What needs to be done: Look over the entries that follow and work out how many lines contain "instance". State the number only.

Listed entries:

**********

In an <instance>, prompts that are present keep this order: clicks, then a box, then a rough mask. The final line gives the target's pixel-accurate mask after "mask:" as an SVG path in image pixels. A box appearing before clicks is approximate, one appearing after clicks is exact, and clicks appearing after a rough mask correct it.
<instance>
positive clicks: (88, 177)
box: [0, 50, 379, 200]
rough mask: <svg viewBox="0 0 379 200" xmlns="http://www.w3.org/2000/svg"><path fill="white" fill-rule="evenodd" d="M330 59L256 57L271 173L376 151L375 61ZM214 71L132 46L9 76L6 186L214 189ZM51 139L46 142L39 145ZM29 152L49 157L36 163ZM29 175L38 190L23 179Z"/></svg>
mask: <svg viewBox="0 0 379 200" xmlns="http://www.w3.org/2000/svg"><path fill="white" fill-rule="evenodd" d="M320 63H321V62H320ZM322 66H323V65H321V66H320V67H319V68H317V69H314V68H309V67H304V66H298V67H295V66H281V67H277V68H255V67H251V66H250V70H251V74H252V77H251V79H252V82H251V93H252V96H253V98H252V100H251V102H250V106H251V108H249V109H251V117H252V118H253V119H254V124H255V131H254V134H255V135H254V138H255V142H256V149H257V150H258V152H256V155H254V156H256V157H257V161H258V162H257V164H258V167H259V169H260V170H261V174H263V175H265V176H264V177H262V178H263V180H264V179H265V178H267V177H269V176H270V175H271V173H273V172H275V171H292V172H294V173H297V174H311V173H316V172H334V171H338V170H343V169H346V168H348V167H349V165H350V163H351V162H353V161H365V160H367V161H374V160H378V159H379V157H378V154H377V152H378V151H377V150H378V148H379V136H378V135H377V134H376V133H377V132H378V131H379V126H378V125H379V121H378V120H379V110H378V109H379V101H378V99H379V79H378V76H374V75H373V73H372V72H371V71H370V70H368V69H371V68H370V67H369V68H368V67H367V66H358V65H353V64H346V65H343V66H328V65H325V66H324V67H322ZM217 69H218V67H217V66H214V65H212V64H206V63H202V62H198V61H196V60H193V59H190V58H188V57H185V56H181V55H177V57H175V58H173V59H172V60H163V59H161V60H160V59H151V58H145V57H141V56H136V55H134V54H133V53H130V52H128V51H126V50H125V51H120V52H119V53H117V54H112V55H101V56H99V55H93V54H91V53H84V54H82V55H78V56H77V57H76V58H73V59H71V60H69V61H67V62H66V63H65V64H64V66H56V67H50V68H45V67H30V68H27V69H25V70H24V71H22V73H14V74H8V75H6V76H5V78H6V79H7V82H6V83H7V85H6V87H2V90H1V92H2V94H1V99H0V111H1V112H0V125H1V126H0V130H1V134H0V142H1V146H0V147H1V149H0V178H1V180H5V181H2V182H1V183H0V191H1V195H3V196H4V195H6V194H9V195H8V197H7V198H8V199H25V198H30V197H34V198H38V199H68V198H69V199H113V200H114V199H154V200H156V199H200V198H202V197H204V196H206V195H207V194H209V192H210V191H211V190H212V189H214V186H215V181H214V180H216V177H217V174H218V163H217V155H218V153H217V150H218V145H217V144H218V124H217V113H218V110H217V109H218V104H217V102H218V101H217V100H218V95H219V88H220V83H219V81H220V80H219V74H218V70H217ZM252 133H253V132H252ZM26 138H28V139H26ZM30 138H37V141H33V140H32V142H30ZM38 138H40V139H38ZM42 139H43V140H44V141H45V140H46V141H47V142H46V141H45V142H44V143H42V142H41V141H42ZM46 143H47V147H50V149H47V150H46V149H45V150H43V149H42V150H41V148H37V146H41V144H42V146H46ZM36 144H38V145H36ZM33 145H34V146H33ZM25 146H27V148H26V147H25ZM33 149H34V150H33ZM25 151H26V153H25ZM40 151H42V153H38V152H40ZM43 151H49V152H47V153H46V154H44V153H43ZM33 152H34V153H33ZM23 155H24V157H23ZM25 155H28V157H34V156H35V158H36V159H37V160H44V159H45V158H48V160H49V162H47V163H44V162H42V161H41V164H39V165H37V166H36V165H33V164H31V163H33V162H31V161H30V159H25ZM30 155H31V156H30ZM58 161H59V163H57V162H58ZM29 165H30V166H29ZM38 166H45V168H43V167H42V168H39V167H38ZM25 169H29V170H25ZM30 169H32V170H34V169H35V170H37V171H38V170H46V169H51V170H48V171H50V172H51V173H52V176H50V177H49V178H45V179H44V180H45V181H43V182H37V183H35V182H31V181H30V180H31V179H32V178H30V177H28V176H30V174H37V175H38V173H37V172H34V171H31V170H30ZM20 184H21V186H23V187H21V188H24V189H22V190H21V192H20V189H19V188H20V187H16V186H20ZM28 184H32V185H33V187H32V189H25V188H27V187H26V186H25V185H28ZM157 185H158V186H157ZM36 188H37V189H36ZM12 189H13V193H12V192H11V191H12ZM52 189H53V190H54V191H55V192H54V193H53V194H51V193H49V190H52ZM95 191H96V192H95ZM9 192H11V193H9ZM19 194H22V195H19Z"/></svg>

**********

Task output: 2